**Exercise details**
Reproduce the rows below in full, substituting "whole-number pixels" for every occurrence of "integer pixels" and leaving all other text unchanged.
-- BEGIN Dataset rows --
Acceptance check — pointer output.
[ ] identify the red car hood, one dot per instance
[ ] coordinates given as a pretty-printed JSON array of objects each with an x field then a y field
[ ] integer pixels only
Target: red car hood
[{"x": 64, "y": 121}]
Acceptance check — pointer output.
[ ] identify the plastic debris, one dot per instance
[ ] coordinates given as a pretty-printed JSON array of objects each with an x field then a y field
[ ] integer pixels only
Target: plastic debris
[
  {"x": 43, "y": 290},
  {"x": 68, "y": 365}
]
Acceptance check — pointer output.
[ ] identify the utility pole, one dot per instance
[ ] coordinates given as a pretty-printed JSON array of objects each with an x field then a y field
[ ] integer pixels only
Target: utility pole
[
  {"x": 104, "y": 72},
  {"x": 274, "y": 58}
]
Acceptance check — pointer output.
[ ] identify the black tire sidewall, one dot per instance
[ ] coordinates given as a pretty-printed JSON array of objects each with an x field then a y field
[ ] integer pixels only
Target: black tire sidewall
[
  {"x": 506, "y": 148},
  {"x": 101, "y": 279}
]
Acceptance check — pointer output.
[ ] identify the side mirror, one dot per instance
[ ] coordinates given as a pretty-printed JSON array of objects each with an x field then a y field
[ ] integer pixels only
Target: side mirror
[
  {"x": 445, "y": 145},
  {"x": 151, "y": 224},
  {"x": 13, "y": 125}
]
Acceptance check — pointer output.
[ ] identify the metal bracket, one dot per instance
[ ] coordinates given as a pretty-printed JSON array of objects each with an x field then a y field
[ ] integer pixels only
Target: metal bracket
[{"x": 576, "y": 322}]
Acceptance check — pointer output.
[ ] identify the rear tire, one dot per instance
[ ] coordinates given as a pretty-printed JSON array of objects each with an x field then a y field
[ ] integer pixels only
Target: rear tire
-- END Dataset rows --
**Output for this task**
Acceptance check — pointer output.
[ ] identify the red car hood, one dot per instance
[ ] coordinates given as a pretty-printed JSON array of objects each with an x field then a y field
[ ] whole-number pixels only
Target: red car hood
[{"x": 64, "y": 121}]
Acceptance check — pointer output.
[ ] identify the plastic debris, one dot per instance
[ ] coordinates given as a pretty-printed JSON array of objects each with an x field then a y field
[ ] whole-number pixels only
Target: plastic debris
[
  {"x": 43, "y": 290},
  {"x": 68, "y": 365}
]
Acceptance check — pointer output.
[ ] identify the utility pole, one dot per instance
[ ] coordinates given as a pretty-printed JSON array of objects each with an x field then a y field
[ ] whole-number pixels only
Target: utility pole
[
  {"x": 104, "y": 72},
  {"x": 274, "y": 58}
]
Acceptance check — pointer output.
[ ] identify the black tire sidewall, one dot per instance
[ ] coordinates given as a pretty-printed JSON array of objects each with an x field then a y field
[ ] whole-number pixels only
Target: black tire sidewall
[
  {"x": 506, "y": 148},
  {"x": 101, "y": 279}
]
Acceptance check — pointer output.
[ ] identify the side mirror, one dot per instance
[ ] coordinates given as a pretty-printed JSON array of objects each with an x field then a y field
[ ] whole-number pixels only
Target: side mirror
[
  {"x": 445, "y": 145},
  {"x": 151, "y": 224},
  {"x": 13, "y": 125}
]
Acceptance check — pointer output.
[ ] identify the metal bracket, one dot per instance
[ ] coordinates given as a pretty-printed JSON array of objects each with an x field then a y field
[ ] whole-number pixels only
Target: metal bracket
[{"x": 576, "y": 322}]
Acceptance check — pointer output.
[ ] identify the rear tire, one dot per instance
[ ] coordinates given as a pretty-printed JSON array of objects each with an x field then a y field
[ ] whole-number pixels only
Target: rear tire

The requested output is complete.